## begin Material for this task

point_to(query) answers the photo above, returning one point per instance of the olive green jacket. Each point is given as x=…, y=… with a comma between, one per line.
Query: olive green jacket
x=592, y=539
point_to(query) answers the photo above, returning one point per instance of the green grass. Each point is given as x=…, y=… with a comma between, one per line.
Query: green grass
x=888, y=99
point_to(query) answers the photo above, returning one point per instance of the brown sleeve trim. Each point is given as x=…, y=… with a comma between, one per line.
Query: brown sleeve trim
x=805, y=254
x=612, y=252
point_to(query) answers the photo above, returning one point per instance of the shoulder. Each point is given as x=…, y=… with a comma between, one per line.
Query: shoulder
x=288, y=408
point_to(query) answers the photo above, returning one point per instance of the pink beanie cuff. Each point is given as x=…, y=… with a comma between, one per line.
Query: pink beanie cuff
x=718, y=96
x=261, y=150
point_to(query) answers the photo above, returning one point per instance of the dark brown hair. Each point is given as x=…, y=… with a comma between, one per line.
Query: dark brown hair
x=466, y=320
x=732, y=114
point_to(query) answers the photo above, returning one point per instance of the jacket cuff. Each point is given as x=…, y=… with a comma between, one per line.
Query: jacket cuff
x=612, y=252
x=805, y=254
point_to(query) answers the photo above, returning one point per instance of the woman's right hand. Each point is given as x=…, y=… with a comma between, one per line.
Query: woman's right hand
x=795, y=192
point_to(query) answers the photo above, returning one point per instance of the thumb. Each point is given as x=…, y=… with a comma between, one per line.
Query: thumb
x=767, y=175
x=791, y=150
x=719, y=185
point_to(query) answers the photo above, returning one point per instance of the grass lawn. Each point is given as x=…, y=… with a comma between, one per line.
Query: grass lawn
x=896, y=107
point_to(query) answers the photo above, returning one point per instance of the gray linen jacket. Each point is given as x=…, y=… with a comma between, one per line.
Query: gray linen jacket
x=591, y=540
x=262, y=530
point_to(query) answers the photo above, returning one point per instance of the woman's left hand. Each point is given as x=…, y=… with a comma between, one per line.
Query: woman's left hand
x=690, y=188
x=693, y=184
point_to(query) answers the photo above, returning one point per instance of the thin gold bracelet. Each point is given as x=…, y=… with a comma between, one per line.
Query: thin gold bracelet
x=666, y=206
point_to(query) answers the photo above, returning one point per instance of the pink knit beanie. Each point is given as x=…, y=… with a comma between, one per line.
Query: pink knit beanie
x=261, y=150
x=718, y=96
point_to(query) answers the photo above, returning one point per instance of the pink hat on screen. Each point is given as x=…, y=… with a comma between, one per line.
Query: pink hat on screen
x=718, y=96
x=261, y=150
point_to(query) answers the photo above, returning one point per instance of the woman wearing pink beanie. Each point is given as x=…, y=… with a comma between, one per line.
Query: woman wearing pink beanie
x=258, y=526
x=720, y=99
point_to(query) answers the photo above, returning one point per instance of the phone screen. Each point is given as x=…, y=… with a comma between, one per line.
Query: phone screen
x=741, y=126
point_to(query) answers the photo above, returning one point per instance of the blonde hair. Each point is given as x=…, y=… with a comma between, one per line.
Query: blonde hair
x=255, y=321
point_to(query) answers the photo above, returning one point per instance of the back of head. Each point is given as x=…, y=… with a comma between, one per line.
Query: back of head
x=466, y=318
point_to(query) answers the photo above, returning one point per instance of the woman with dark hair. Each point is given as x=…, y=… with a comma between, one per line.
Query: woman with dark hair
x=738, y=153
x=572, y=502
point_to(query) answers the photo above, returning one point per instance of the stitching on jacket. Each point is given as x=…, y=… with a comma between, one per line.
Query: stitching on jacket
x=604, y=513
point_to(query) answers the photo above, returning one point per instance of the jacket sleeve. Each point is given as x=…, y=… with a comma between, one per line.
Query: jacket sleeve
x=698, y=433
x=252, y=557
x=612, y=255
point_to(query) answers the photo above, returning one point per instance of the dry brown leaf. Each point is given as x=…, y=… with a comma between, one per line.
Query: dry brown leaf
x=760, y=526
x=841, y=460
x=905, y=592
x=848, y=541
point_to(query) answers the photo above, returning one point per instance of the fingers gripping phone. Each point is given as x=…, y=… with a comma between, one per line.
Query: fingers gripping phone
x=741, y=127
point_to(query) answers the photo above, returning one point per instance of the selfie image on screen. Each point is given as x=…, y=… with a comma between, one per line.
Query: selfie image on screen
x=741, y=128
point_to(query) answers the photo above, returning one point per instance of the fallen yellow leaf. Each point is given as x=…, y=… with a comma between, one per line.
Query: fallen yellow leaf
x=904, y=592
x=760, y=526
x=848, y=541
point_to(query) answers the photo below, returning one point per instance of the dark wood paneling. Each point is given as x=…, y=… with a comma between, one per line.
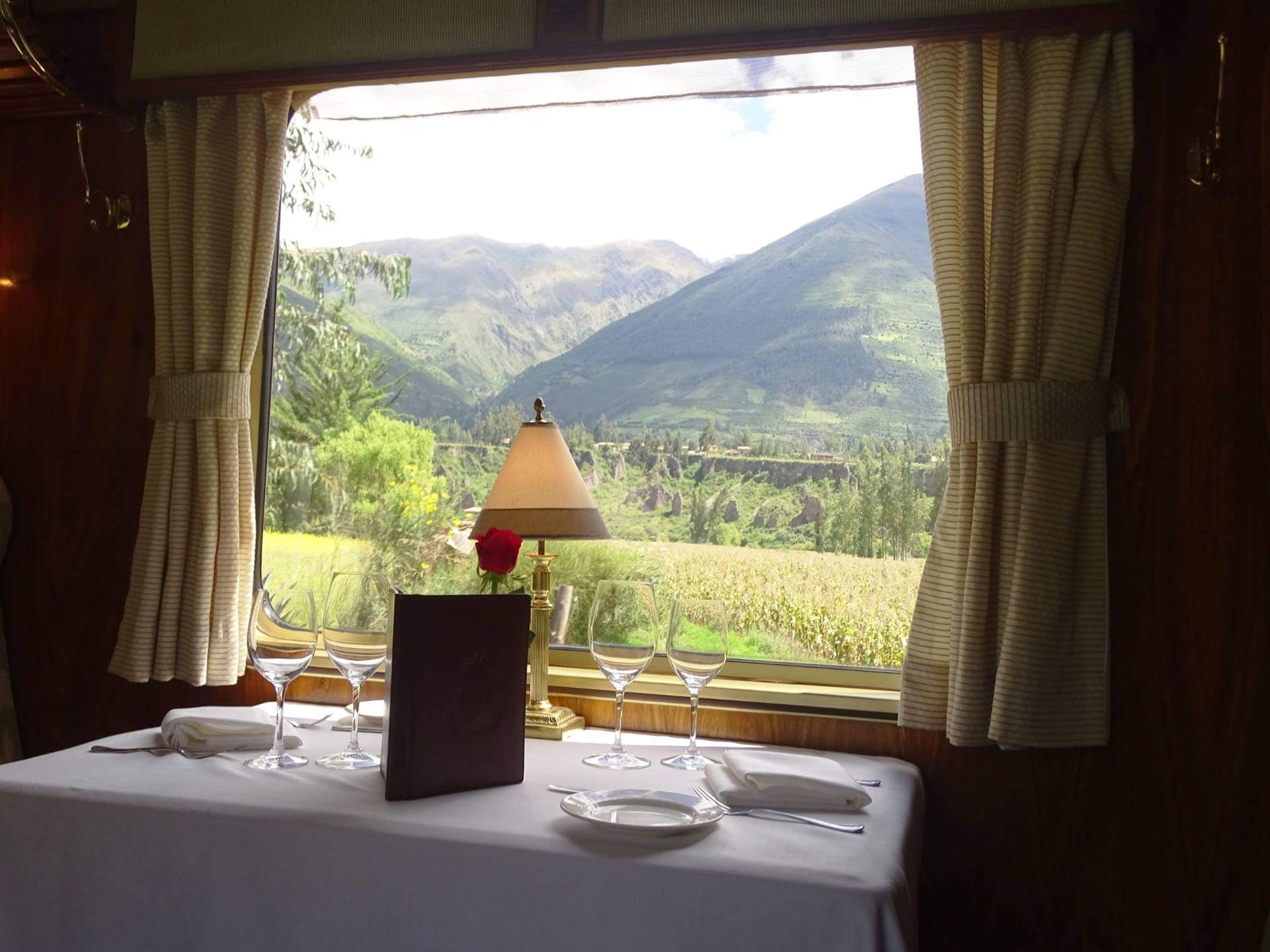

## end Material for this task

-- Given exercise --
Rewrite every line of the records above as a Markdown table with the columns "No." and "Text," where "No." holds a row number and "Text" holds the line. Skip blank lines and leave the pictures out of the table.

-- Exercise output --
| No. | Text |
|---|---|
| 1 | point_to(query) answers the photo above, returning one point per instance of the olive green jacket. Each point is given as x=…, y=… with a comma between, one per line. |
| 2 | Query: olive green jacket |
| 3 | x=592, y=539 |
| 4 | point_to(query) answers the photo above, returning one point per instance of the green grass. Each point is given as x=…, y=… with a comma between, one per line. |
| 5 | Query: green grass |
| 6 | x=888, y=99 |
| 7 | point_to(query) answers the photo above, returning one point per instance of the brown sleeve trim. Each point is given as x=…, y=… with a comma between, one per line. |
| 8 | Query: brown sleeve trim |
| 9 | x=805, y=254 |
| 10 | x=612, y=252 |
| 11 | point_to(query) answers the photo above, returning one point per instance of the shoulder. Each point is given as x=…, y=… with a comma between, one per line. |
| 12 | Query: shoulder |
| 13 | x=288, y=408 |
| 14 | point_to(query) answers the photo above, returning one point per instance of the pink beanie cuff. Each point is given as x=…, y=… with a comma between, one per line. |
| 15 | Query: pink beanie cuff |
| 16 | x=718, y=96 |
| 17 | x=261, y=150 |
| 18 | point_to(query) answers the photo above, returning one point per instance of the dark brown hair. Each point is given as x=…, y=… with a comma between, one per line. |
| 19 | Query: dark brown hair |
| 20 | x=466, y=320 |
| 21 | x=732, y=114 |
| 22 | point_to(query) answers the photo above, returning one point per instance of the jacket cuff. Each point is given as x=…, y=… with a comma between, one per line. |
| 23 | Query: jacket cuff |
| 24 | x=612, y=252 |
| 25 | x=805, y=254 |
| 26 | point_to(query) answers the photo above, returning one point per instance of the woman's right hand. Each point is given as x=…, y=… with a comma between, one per line. |
| 27 | Query: woman's right hand |
| 28 | x=795, y=192 |
| 29 | point_to(query) answers the photo above, returning one point per instance of the thumb. Each point is given as x=…, y=… with a comma between, one per line. |
| 30 | Query: thumb |
| 31 | x=767, y=175 |
| 32 | x=791, y=150 |
| 33 | x=719, y=185 |
| 34 | point_to(query) answers the photo above, returning one point per instance of the grass lawn. Each point is given as x=…, y=… with a comma between, one per line. |
| 35 | Query: grass lawn |
| 36 | x=896, y=107 |
| 37 | point_to(query) answers the photo above, returning one point per instance of the gray linen jacket. Each point is given as x=…, y=… with a comma between, one per line. |
| 38 | Query: gray linen jacket |
| 39 | x=591, y=540 |
| 40 | x=262, y=530 |
| 41 | point_to(query) answers the photo above, returning one point per instance of the woman's left hand. Each point is given as x=…, y=… with a comma between, one per line. |
| 42 | Query: woman's left hand |
| 43 | x=690, y=188 |
| 44 | x=693, y=184 |
| 45 | point_to(query) answers the photo above, returning one point per instance of the thin gold bracelet. Each point is given as x=…, y=… with a comma between, one per line. |
| 46 | Query: thin gold bracelet |
| 47 | x=666, y=206 |
| 48 | point_to(query) answers the photo above, returning one point per instance of the pink knit beanie. Each point is given as x=…, y=… with a comma between, one per line. |
| 49 | Query: pink knit beanie |
| 50 | x=261, y=150 |
| 51 | x=718, y=96 |
| 52 | point_to(query) answers the photo above, returning one point per instance of the pink hat on screen. Each point is given as x=…, y=… with a comma between, one per line. |
| 53 | Query: pink hat on screen |
| 54 | x=718, y=96 |
| 55 | x=261, y=150 |
| 56 | point_to(query) answers the photo above, returning one point per instance of the woman wearing pink beanie. Each point is given as x=…, y=… with a comma between, one per line. |
| 57 | Query: woman wearing pink beanie |
| 58 | x=258, y=526 |
| 59 | x=720, y=99 |
| 60 | point_to(query) answers the photo above, returning one point per instance of the phone screen. Each point is given as x=…, y=… with a comma between, one per line. |
| 61 | Query: phone screen |
| 62 | x=741, y=126 |
| 63 | point_to(query) answers the photo above, returning one point per instance of the blonde hair. Each point is given as x=…, y=… with a comma between, one per line. |
| 64 | Query: blonde hair |
| 65 | x=255, y=321 |
| 66 | point_to(query) answers the photo above, returning one point per instance of the back of head. Each point is given as x=…, y=… with a comma between, one per line. |
| 67 | Query: back of head |
| 68 | x=466, y=318 |
| 69 | point_to(query) answers the photo above, returning one point per instance of the woman with dark hair. Each point is given as x=…, y=… with a comma between, one per line. |
| 70 | Query: woman with dark hair |
| 71 | x=738, y=153 |
| 72 | x=572, y=502 |
| 73 | point_to(query) answers the photo above, returning one point per instance of the stitching on jacket. Each point is given as x=…, y=… with a comma between, one per line. |
| 74 | Query: stitching on jacket |
| 75 | x=604, y=513 |
| 76 | point_to(query) answers the photo above, returning one point per instance of the jacket sleeve. Each point is given as x=…, y=… with a comma between, one per line. |
| 77 | Query: jacket sleeve |
| 78 | x=698, y=433 |
| 79 | x=252, y=557 |
| 80 | x=612, y=255 |
| 81 | point_to(query) answers the photo above, returning one point per instance of the dry brown leaf. Each point is given as x=…, y=… with a comma between, one per line. |
| 82 | Query: dry brown leaf |
| 83 | x=760, y=526 |
| 84 | x=841, y=460 |
| 85 | x=905, y=592 |
| 86 | x=848, y=541 |
| 87 | point_to(query) answers the photo above, returning one point per instance of the fingers gripping phone. Each point is given as x=…, y=… with a comma between, one per line. |
| 88 | Query: fingers gripping phone |
| 89 | x=741, y=127 |
| 90 | point_to(query) answers the photo above, returning one point per instance of the selfie image on screen. Each point is given as x=…, y=… with a comma between, one per line. |
| 91 | Query: selfie image on screen |
| 92 | x=741, y=128 |
| 93 | point_to(query) answers the photo above, returning one point per instance of the fallen yellow leaf. Each point is given as x=…, y=… with a comma between, one per line. |
| 94 | Query: fallen yellow leaf |
| 95 | x=904, y=592 |
| 96 | x=760, y=526 |
| 97 | x=848, y=541 |
| 98 | point_to(query) answers the photo below, returning one point per instance of the dark wood paneling. Each point is given as x=…, y=… with a comma between, one per line. |